WORK TO COMPLETE:
Please continue the passage below about Justice Thomas and the claim that he followed Scalia, starting after its last sentence.

TEXT SHOWN:
It was the storyline when Thomas first joined the Court back in 1991. Critics and more than a few journalists immediately portrayed him as a “puppet” of brilliant white conservative Scalia. Thomas reflexively did “Scalia’s bidding,” they said, without a thought of his own. Scalia was the “mentor” who pulled the strings.
The storyline is false—and was from his very first week on the Court--but Thomas says that point should be “something that goes without saying.” The assumption he followed Scalia is bigoted, he said, and driven by racial stereotypes. “You know, the black guy is supposed to follow somebody white,” he says.
“There’s no need to tip-toe around that,” Thomas says. “The story line was, well, I couldn’t be doing this myself, he must be doing it for me because I’m black.”
“Again, I go back to my point. Who were the real bigots?” he asks. “It’s obvious.”

GIVEN MATERIAL:
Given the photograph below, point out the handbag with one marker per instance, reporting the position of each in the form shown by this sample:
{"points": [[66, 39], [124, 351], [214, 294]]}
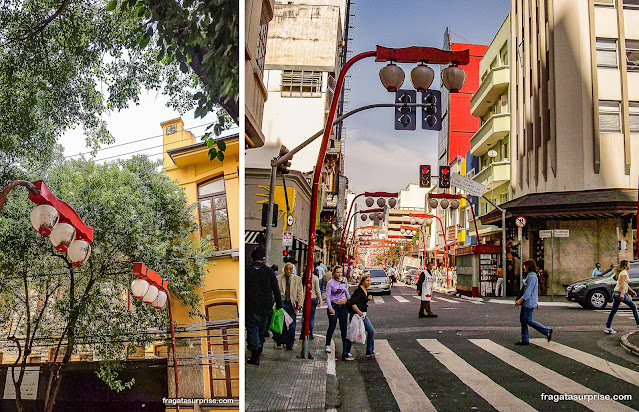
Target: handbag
{"points": [[277, 321]]}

IN RESPONSE:
That exchange, during a recent interview in his chambers at the Court, triggered a wide-ranging discussion about Thomas’ views on the law, the justices he admires and why he insists that the Constitution must be interpreted as “colorblind.” He talked about why he believes a judge must always put aside his personal views—even when his heart says otherwise. He spoke at length about Justice Harlan’s dissent in Plessy v. Ferguson, the infamous case that upheld segregation, and how he sees that dissent as an inspiration—the very model of judging.
He has a lot to say, and I’m going to spend this week writing about it.
Let’s start first with Scalia. I think we can all agree (as Harry Blackmun’s papers make clear) Thomas doesn’t “follow” anyone—as some of my colleagues in the press have been pointing out for years, Tony Mauro being among the first.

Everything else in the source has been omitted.